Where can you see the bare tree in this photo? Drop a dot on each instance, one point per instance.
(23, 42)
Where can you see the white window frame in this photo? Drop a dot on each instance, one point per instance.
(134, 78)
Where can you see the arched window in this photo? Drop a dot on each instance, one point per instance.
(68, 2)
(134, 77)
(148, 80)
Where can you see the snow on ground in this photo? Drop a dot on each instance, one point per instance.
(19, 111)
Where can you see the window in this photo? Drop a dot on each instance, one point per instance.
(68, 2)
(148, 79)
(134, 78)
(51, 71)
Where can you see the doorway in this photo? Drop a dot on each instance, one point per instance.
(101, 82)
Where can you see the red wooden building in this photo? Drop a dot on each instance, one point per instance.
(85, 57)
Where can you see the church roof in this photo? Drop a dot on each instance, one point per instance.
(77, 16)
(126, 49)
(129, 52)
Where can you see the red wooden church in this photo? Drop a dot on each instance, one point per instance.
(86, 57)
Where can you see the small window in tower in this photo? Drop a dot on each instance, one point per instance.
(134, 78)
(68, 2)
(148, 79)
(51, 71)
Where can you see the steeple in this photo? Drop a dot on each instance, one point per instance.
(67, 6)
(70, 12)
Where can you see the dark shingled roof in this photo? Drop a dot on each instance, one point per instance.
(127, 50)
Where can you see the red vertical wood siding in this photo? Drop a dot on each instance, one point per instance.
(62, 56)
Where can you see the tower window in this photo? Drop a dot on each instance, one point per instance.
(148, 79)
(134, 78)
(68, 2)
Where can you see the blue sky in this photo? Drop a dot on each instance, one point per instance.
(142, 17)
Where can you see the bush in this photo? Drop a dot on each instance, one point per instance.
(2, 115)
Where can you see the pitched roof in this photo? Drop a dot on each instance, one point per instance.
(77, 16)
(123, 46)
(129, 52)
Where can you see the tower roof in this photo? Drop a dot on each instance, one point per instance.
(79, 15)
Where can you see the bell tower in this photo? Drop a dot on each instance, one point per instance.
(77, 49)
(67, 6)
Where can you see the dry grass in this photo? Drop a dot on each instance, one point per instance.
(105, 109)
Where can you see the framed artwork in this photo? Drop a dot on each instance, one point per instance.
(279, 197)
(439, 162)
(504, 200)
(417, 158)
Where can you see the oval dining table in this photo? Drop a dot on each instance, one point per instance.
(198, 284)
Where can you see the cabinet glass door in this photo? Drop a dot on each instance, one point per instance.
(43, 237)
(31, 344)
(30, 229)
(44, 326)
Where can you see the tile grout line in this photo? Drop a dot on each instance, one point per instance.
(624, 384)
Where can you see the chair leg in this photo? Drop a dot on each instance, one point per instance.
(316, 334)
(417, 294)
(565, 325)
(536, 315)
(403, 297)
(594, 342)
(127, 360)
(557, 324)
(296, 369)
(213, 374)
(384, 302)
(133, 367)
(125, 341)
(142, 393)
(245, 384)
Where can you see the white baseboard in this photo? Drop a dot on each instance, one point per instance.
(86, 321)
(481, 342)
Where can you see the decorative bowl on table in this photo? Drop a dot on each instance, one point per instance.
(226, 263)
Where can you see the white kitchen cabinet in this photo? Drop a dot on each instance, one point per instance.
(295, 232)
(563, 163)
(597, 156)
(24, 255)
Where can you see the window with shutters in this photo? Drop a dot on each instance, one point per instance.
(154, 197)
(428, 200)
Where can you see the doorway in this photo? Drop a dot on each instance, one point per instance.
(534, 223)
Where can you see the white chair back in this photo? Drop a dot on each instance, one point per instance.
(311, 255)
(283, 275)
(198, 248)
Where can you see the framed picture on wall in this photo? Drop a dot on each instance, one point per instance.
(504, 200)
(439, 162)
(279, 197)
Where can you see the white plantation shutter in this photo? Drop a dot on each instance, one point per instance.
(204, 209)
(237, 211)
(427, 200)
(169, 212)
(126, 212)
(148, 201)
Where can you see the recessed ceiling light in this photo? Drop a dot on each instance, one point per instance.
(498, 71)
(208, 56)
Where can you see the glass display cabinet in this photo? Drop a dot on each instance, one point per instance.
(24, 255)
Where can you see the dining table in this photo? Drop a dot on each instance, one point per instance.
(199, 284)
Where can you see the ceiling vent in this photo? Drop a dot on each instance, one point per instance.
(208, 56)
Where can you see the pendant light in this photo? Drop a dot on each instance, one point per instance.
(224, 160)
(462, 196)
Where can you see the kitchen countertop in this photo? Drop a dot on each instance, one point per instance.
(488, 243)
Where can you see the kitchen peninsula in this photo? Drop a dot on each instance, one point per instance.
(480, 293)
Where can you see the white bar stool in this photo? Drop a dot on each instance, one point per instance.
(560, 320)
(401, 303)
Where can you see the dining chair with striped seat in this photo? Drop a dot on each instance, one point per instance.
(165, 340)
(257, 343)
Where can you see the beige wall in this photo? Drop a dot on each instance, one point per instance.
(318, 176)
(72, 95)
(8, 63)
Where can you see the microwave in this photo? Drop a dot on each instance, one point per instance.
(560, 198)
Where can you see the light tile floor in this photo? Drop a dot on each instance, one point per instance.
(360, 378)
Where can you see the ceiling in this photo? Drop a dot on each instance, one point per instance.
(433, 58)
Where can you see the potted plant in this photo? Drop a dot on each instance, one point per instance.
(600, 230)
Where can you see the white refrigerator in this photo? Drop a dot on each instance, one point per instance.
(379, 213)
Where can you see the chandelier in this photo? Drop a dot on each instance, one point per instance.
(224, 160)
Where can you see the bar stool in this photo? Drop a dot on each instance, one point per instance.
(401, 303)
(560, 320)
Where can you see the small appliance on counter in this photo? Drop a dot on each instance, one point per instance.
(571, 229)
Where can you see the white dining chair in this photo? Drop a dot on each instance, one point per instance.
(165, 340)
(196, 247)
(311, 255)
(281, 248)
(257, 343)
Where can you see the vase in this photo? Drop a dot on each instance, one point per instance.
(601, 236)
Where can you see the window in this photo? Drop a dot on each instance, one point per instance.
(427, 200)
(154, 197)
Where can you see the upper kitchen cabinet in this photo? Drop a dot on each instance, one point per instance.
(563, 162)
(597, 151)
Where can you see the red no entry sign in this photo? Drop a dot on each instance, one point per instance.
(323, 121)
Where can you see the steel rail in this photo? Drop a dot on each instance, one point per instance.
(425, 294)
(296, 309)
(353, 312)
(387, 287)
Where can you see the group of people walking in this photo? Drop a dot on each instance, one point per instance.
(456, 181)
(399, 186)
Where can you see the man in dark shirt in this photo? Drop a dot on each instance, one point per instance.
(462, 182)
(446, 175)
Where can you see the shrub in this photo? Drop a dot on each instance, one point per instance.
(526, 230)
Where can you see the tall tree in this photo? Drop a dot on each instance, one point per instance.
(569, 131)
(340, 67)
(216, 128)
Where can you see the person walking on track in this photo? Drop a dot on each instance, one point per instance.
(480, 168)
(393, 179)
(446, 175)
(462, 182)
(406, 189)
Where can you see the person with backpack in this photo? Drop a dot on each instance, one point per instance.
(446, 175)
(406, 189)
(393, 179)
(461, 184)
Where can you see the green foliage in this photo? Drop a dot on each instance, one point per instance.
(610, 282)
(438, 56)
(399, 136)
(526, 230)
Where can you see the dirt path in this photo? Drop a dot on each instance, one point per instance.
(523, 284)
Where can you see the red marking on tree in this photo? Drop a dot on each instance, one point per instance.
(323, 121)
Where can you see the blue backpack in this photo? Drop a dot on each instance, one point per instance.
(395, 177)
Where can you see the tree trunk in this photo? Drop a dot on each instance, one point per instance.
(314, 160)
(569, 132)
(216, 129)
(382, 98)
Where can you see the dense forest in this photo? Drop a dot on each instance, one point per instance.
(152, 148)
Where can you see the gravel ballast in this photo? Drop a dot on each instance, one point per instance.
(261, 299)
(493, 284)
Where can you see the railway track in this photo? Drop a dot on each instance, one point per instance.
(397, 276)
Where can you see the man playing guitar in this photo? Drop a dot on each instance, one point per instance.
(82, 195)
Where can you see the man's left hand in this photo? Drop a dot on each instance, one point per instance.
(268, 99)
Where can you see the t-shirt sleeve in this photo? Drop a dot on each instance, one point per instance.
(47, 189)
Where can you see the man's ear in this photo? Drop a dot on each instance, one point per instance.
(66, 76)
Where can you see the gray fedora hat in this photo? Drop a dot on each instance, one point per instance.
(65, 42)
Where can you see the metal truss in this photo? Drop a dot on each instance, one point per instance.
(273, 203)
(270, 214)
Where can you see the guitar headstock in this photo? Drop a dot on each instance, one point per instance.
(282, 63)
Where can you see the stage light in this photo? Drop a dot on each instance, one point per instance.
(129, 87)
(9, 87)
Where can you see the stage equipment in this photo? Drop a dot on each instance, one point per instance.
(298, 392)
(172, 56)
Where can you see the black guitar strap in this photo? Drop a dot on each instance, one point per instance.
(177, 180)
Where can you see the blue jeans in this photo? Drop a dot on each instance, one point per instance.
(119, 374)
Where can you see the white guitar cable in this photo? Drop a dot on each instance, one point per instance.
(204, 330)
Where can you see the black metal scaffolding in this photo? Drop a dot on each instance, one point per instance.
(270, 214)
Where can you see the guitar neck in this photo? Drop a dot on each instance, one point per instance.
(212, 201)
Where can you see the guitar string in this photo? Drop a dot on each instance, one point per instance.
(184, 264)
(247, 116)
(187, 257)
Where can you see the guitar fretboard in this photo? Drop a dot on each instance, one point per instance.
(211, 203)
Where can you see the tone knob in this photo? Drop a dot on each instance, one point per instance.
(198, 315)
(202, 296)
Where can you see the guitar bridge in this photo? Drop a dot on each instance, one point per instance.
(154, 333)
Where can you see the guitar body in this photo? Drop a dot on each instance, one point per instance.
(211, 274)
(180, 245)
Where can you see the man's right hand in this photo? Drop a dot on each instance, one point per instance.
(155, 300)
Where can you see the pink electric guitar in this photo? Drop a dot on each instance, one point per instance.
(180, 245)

********************

• **Objective**
Repeat precisely the lines of the data starting at the one containing "Where can you see the white guitar", last line included.

• **Response to this task**
Where can you see the white guitar cable in this photo? Drop a dot on each instance, one point per instance.
(204, 330)
Where can you see the black metal scaffolding in this photo? Drop a dot on each instance, one point per instance.
(270, 214)
Where can you see the guitar neck in this photo? Drop a dot on each instance, one point per instance.
(212, 201)
Where can you see the guitar string in this photo? Drop a dot on each instance, one point per instance.
(184, 264)
(247, 116)
(187, 257)
Where can you see the guitar fretboard in this photo? Drop a dot on each instance, one point per instance.
(211, 203)
Where can you see the tone knob in this photo? Drop a dot on each instance, one point per instance.
(198, 315)
(202, 296)
Where can you see the guitar bridge in this photo? Drop a dot on each instance, one point per instance.
(154, 333)
Where can you see the guitar body in this photo? Drop a dot on each instance, one point per instance.
(211, 274)
(180, 245)
Where can you see the man's right hand in this photo? Drop a dot on each instance, one point per instance.
(155, 300)
Where can you see the pink electric guitar in this photo? Drop a dot on each instance, one point per instance.
(180, 245)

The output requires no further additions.